◆ **The input**
-*-

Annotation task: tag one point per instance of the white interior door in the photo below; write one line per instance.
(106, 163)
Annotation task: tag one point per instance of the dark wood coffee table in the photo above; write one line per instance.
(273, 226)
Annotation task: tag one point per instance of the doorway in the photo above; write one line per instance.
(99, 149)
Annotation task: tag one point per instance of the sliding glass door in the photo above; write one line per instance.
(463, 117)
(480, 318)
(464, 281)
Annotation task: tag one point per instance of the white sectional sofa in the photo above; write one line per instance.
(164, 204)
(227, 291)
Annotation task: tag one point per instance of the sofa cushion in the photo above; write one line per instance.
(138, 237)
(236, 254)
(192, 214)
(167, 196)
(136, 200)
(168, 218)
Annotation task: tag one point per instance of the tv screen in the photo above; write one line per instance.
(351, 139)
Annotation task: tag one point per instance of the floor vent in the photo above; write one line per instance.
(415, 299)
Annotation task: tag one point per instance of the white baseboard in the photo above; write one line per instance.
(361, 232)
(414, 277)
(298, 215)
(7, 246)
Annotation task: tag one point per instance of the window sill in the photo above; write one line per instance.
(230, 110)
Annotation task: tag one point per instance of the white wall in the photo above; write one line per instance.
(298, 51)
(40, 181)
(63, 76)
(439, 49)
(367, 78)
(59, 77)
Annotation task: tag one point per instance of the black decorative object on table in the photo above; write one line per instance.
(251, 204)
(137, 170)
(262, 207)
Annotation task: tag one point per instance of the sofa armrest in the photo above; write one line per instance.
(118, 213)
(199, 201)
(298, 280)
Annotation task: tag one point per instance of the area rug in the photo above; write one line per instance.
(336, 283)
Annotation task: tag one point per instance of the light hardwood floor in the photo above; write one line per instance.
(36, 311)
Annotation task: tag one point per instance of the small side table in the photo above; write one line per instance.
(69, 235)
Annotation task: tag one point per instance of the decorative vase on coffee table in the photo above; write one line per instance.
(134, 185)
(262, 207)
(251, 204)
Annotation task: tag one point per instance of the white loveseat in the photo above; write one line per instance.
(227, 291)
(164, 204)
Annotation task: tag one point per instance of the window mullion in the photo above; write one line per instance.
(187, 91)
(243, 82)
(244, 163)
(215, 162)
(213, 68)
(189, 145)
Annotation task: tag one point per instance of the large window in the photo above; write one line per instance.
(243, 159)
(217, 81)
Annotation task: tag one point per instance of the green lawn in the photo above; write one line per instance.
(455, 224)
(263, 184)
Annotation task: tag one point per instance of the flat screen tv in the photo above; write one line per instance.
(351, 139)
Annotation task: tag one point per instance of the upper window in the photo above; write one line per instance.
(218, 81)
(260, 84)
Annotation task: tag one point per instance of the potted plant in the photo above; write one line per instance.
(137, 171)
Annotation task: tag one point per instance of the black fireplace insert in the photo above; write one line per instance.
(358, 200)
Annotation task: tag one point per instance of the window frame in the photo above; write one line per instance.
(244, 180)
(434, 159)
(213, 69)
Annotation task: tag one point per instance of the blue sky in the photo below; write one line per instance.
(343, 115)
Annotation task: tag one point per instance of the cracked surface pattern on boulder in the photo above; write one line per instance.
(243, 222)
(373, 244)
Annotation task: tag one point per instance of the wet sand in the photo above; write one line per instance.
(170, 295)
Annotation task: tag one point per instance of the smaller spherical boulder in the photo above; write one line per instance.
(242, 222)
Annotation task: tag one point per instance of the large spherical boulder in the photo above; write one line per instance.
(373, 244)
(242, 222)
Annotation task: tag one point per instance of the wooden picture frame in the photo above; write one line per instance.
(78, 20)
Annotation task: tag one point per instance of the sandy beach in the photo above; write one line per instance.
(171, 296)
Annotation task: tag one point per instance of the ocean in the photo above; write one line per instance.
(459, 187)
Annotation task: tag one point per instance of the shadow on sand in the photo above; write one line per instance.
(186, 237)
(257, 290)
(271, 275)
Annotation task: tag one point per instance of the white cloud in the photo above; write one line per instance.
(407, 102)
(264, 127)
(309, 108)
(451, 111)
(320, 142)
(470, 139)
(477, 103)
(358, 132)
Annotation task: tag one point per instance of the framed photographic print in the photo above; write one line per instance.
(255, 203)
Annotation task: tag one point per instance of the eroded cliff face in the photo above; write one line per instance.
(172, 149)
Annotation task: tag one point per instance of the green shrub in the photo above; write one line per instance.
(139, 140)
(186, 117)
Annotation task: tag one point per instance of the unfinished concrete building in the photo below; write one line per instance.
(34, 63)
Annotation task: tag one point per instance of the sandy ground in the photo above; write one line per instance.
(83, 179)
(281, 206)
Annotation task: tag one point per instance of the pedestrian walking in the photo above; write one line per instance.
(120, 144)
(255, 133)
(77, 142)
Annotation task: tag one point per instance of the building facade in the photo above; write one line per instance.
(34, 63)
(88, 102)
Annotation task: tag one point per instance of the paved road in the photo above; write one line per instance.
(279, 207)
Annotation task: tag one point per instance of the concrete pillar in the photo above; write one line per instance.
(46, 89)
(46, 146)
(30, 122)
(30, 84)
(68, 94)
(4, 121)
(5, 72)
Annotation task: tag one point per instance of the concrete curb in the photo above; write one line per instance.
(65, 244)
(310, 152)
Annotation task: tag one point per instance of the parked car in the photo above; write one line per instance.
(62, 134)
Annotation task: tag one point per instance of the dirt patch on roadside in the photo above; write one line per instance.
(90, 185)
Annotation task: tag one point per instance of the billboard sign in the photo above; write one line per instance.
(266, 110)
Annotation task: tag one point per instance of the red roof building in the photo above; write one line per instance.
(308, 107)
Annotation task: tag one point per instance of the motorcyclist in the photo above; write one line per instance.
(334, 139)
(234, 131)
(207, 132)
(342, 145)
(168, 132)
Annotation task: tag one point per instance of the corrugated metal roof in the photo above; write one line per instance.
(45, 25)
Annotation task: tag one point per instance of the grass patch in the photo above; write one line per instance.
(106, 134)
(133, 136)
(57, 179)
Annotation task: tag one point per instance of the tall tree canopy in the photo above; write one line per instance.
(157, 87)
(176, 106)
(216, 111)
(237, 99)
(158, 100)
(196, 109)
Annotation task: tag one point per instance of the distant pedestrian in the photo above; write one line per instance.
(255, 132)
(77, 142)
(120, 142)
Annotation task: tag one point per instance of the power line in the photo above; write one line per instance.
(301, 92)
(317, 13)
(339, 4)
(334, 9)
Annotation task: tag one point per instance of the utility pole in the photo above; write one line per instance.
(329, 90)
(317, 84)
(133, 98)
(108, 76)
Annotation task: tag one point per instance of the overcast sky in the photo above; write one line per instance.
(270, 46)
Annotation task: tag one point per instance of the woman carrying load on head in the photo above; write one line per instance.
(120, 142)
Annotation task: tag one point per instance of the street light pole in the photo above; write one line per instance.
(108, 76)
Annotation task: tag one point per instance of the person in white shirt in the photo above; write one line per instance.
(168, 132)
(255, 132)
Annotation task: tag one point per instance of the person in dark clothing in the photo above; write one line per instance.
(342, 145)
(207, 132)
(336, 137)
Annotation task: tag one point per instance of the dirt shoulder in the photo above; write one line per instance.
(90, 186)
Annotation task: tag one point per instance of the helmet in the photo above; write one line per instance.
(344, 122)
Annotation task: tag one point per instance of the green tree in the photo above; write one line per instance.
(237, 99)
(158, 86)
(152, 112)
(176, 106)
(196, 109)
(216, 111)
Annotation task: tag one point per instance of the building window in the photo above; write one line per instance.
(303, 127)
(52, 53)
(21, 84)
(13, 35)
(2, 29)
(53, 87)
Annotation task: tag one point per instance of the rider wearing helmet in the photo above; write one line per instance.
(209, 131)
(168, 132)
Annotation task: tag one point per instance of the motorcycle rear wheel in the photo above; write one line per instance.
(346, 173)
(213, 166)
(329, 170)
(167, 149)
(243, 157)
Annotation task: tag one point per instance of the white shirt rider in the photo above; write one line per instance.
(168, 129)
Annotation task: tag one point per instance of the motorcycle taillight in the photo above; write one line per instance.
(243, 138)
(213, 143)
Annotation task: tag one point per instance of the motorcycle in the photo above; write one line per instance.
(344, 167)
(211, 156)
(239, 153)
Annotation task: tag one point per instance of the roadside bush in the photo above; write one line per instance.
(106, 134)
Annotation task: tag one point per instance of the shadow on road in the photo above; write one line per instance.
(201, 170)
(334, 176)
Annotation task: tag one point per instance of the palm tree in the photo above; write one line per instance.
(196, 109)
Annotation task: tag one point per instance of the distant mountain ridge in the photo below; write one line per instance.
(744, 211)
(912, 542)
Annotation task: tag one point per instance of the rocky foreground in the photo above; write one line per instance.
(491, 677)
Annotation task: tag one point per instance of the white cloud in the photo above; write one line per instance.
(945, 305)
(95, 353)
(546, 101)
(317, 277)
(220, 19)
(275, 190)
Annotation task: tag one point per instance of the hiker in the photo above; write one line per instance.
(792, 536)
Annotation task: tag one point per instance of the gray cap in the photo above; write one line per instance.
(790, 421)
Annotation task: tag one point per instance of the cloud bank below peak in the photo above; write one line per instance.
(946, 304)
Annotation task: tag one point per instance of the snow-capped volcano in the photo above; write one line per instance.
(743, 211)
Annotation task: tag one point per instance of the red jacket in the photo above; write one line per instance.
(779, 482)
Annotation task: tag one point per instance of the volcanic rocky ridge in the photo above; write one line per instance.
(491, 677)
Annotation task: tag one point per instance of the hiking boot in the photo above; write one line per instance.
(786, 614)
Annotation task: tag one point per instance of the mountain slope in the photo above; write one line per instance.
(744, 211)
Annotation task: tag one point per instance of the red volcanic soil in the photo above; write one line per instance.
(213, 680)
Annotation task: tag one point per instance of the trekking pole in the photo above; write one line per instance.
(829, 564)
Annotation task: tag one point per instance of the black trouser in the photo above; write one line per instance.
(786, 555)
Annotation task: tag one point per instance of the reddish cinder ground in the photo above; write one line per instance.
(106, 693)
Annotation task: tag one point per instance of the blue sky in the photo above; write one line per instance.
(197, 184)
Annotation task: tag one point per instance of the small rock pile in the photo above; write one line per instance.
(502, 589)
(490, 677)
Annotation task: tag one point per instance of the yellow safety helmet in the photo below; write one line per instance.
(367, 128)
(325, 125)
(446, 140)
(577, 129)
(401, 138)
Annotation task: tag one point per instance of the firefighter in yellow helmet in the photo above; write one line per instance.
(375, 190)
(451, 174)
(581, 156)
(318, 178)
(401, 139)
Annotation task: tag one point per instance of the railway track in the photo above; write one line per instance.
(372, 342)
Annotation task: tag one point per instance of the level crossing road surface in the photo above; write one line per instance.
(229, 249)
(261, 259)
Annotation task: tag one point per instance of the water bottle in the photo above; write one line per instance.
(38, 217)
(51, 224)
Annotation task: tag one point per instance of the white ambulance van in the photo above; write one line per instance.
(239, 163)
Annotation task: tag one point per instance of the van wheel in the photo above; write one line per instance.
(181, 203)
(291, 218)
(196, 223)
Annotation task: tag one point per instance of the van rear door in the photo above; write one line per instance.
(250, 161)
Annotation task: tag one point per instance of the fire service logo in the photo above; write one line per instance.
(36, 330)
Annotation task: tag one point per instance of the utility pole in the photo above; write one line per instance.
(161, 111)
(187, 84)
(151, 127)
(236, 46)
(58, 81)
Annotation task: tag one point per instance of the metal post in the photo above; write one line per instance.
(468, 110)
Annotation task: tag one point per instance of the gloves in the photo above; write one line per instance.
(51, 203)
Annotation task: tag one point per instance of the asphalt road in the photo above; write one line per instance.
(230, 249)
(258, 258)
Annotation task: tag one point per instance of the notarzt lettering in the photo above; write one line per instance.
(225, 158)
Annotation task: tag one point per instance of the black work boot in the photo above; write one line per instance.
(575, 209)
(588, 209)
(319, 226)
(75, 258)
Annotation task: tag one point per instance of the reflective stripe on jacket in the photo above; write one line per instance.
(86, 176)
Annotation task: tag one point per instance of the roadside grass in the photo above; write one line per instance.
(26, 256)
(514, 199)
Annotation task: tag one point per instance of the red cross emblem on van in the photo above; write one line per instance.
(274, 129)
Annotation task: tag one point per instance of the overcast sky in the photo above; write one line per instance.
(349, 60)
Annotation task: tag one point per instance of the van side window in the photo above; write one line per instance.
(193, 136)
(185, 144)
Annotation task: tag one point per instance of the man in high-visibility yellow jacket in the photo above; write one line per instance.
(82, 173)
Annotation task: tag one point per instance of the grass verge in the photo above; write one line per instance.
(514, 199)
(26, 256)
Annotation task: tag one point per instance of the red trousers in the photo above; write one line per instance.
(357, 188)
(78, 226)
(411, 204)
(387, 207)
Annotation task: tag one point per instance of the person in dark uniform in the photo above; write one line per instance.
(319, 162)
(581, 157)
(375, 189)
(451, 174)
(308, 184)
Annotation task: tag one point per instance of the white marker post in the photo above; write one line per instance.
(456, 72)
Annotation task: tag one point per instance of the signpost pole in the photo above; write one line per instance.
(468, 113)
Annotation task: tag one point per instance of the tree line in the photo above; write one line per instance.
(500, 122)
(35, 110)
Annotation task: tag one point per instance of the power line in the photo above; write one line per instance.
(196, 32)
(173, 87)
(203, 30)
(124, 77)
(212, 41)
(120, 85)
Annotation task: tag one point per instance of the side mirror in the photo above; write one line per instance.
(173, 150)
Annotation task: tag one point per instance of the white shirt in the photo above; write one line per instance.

-*-

◆ **Work to be completed**
Rewrite as a numbered list every line from the one containing "Annotation task: tag one point per instance of the tree" through the final line of the rows above, both ends included. Skip any blank lines.

◆ **Finished task**
1. Annotation task: tag one point per instance of the tree line in the photo above; write one line per instance.
2. (500, 122)
3. (35, 110)
4. Annotation task: tag one point per instance of the power line in the photo above; write one line per instance.
5. (196, 32)
6. (173, 87)
7. (203, 30)
8. (124, 77)
9. (212, 41)
10. (120, 85)
11. Annotation task: tag one point per instance of the side mirror in the photo above; write one line per instance.
12. (173, 150)
13. Annotation task: tag one point per instance of the white shirt in the photo above; write one line per instance.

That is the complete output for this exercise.